Exercise directions:
Copy out the lines from the line with "Search the above image for: soccer ball" to the line with "xmin=416 ymin=26 xmax=460 ymax=72", putting "extended arm" in place of "outstretched arm" and leaving everything else unchanged.

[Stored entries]
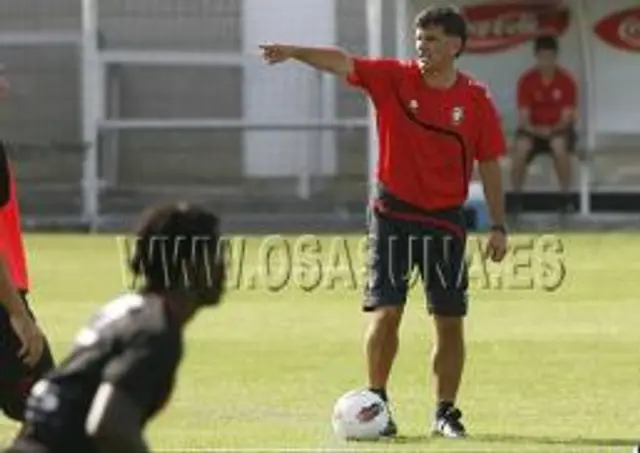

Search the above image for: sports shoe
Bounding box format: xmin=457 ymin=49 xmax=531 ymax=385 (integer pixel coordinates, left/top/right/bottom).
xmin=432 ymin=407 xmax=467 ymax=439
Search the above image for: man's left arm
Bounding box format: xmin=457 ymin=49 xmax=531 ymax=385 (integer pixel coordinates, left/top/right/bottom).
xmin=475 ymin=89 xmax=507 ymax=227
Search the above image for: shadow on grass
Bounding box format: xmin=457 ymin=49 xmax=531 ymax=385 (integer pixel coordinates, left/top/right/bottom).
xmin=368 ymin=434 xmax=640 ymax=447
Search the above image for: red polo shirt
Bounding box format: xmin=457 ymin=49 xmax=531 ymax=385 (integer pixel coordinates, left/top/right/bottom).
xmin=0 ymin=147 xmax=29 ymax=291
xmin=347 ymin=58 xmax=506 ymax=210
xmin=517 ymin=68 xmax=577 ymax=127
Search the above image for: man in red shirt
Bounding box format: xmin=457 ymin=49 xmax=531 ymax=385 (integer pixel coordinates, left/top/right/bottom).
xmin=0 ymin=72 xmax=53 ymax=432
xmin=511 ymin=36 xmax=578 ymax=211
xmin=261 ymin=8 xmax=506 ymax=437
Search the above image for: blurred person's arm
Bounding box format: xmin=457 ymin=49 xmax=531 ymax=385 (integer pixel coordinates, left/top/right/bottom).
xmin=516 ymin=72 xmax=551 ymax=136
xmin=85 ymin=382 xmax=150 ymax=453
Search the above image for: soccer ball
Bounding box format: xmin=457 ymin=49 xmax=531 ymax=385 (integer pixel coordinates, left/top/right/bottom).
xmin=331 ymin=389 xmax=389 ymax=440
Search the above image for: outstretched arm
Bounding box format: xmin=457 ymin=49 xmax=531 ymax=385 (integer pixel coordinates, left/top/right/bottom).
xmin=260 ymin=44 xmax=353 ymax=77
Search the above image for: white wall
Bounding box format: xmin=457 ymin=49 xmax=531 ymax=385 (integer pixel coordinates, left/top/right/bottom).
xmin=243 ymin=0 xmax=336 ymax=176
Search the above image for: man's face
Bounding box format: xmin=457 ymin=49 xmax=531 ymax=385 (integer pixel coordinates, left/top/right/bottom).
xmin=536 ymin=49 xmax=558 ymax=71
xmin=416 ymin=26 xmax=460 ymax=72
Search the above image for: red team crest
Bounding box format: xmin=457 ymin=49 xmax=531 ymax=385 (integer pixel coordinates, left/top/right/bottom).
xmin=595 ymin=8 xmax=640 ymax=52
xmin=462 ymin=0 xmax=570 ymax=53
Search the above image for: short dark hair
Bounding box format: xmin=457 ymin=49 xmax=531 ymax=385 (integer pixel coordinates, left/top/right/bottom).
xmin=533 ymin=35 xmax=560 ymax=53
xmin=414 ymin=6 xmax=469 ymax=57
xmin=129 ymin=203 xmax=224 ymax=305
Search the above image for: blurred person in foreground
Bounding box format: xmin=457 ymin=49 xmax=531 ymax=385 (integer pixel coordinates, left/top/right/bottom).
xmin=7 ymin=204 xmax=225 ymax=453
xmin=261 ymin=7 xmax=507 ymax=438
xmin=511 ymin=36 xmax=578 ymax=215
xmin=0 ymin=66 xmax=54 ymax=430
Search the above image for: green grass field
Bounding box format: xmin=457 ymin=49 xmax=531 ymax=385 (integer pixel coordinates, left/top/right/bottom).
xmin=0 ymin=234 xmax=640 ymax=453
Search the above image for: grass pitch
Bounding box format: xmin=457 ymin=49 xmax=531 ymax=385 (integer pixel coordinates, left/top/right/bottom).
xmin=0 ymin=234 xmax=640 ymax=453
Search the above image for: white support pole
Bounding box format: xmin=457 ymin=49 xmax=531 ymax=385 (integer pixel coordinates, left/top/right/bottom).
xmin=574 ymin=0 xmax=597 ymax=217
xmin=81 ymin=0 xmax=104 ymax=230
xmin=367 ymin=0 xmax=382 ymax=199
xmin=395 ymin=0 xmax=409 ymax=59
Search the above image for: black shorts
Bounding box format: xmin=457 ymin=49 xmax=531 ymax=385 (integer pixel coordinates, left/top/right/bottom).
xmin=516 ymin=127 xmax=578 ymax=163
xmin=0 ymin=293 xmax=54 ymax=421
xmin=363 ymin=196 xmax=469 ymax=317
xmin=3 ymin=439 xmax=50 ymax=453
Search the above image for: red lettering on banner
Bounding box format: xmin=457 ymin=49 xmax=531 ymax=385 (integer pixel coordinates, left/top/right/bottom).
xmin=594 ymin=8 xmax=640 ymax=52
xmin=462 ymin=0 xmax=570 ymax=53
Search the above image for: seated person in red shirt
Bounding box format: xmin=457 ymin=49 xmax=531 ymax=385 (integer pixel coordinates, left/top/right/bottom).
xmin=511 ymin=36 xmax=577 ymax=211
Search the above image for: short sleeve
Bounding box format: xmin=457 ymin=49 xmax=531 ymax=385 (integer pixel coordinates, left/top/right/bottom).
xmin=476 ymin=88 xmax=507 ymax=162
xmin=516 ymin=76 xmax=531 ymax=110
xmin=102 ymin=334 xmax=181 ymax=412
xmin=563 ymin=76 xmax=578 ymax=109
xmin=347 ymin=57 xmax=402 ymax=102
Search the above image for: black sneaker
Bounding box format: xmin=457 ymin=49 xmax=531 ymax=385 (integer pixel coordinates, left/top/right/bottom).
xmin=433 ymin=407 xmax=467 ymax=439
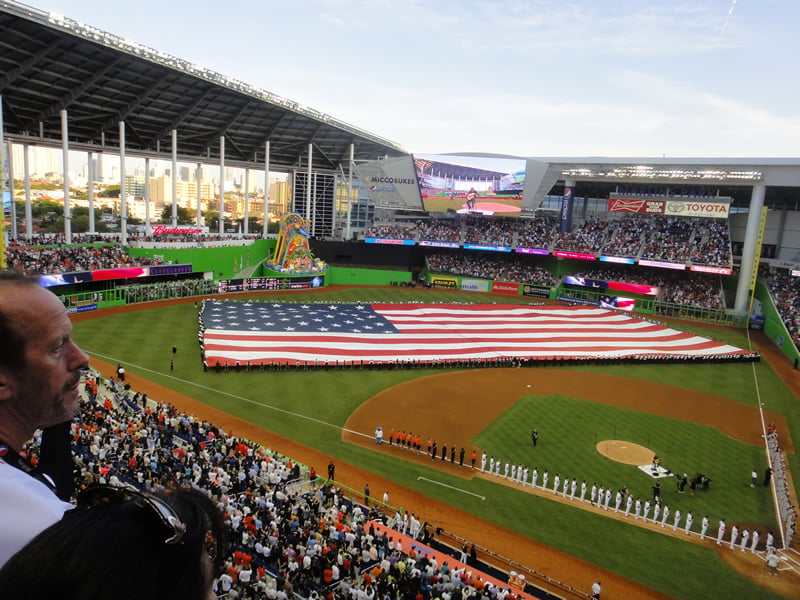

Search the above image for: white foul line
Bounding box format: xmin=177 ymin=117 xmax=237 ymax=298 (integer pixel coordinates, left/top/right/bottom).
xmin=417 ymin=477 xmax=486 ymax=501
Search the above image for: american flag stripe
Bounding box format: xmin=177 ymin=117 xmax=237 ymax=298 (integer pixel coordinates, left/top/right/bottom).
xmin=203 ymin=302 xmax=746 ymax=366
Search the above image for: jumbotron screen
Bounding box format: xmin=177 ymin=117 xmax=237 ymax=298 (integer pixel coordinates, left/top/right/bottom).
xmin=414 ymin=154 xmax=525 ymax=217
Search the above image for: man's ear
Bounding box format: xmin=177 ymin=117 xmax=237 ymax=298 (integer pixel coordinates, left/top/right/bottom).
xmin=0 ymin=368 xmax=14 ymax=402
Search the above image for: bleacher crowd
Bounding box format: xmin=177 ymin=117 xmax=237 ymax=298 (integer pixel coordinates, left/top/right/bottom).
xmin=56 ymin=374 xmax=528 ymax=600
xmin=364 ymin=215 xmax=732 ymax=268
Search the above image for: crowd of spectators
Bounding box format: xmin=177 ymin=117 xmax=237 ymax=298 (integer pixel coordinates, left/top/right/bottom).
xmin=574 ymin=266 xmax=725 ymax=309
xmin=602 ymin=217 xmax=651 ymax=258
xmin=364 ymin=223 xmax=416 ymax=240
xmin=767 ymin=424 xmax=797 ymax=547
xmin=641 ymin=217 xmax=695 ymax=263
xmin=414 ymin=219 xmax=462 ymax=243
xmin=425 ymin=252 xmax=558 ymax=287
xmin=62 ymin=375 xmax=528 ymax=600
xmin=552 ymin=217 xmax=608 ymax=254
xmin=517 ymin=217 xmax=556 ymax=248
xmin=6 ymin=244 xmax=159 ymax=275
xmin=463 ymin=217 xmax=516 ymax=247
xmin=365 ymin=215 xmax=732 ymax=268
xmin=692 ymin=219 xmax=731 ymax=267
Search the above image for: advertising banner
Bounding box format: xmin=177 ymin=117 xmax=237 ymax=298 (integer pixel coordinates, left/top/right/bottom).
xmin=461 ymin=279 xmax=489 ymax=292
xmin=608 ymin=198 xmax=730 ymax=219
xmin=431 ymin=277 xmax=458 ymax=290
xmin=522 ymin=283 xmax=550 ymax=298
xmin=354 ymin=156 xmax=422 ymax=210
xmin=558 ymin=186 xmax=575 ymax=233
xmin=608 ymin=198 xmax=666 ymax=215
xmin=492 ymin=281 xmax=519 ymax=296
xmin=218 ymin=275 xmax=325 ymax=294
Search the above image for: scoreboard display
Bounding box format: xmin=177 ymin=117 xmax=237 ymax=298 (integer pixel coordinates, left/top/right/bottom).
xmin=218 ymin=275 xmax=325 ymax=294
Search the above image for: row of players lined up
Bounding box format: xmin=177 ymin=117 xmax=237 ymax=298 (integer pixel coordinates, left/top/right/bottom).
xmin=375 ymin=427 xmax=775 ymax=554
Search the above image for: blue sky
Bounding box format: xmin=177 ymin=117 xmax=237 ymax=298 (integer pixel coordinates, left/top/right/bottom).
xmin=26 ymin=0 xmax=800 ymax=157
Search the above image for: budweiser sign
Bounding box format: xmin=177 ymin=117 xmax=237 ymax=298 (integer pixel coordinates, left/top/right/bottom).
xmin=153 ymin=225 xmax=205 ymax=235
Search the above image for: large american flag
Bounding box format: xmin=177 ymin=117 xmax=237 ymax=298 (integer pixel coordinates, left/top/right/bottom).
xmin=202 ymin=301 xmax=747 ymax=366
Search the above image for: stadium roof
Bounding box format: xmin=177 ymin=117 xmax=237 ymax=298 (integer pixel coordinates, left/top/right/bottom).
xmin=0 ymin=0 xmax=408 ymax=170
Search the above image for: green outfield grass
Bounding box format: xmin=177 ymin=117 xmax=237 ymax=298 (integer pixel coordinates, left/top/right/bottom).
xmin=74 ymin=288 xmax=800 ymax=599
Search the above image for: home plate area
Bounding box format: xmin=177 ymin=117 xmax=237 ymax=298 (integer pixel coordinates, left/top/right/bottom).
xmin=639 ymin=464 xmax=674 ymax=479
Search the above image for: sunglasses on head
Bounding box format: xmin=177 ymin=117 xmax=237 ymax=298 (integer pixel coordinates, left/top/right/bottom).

...

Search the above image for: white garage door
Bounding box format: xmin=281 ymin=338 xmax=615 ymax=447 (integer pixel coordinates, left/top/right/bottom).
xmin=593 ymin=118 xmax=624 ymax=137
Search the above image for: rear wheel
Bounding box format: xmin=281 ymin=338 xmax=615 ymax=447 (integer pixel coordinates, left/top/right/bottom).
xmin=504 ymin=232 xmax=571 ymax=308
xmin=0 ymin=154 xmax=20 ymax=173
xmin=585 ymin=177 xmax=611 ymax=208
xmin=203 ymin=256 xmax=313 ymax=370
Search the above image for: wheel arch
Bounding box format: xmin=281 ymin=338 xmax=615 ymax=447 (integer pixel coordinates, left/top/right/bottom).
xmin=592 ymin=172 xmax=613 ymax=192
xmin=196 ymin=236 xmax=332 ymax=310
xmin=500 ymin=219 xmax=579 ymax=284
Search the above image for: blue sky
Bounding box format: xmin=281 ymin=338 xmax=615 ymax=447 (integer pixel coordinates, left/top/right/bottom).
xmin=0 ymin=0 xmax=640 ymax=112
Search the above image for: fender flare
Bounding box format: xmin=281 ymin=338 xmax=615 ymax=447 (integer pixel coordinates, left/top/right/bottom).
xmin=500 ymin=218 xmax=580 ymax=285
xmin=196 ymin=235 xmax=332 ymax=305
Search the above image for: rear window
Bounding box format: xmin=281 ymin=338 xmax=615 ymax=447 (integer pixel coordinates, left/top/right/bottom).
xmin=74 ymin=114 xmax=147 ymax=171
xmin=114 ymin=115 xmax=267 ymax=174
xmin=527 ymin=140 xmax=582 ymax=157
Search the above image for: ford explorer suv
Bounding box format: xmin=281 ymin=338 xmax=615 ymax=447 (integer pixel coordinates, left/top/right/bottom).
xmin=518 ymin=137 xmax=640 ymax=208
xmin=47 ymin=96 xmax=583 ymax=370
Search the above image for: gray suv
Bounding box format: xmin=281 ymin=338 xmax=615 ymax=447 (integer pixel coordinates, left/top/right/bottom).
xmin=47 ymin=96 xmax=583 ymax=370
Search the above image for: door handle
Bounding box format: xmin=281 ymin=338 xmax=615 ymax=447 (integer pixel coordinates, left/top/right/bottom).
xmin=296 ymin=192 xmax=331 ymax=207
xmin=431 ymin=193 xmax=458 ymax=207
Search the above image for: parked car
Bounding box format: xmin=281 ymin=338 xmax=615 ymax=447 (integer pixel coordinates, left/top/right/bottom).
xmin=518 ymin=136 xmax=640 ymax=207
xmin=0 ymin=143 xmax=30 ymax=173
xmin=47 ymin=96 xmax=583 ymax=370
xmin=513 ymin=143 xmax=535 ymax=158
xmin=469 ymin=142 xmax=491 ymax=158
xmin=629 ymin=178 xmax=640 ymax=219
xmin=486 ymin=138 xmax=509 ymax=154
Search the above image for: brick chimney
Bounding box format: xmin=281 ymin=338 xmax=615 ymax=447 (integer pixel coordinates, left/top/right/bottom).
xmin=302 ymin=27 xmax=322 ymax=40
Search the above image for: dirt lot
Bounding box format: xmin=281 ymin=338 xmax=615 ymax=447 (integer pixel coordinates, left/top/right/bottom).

Reply:
Search the above image for: soccer ball
Bounding box format: xmin=457 ymin=49 xmax=531 ymax=385 (integer pixel coordinates, left/top/right/bottom).
xmin=331 ymin=389 xmax=389 ymax=440
Search the above image for: extended arm
Bounding box format: xmin=457 ymin=49 xmax=531 ymax=385 (integer pixel coordinates, left/top/right/bottom).
xmin=260 ymin=44 xmax=353 ymax=77
Search the above image for: white wall
Bounding box format: xmin=457 ymin=49 xmax=531 ymax=385 (integer pixel coordinates, left/top/right/bottom).
xmin=243 ymin=0 xmax=336 ymax=176
Search the above image for: man's face
Bounding box format: xmin=457 ymin=49 xmax=531 ymax=385 (integer pixel coordinates, left/top/right/bottom).
xmin=536 ymin=49 xmax=558 ymax=71
xmin=416 ymin=26 xmax=460 ymax=72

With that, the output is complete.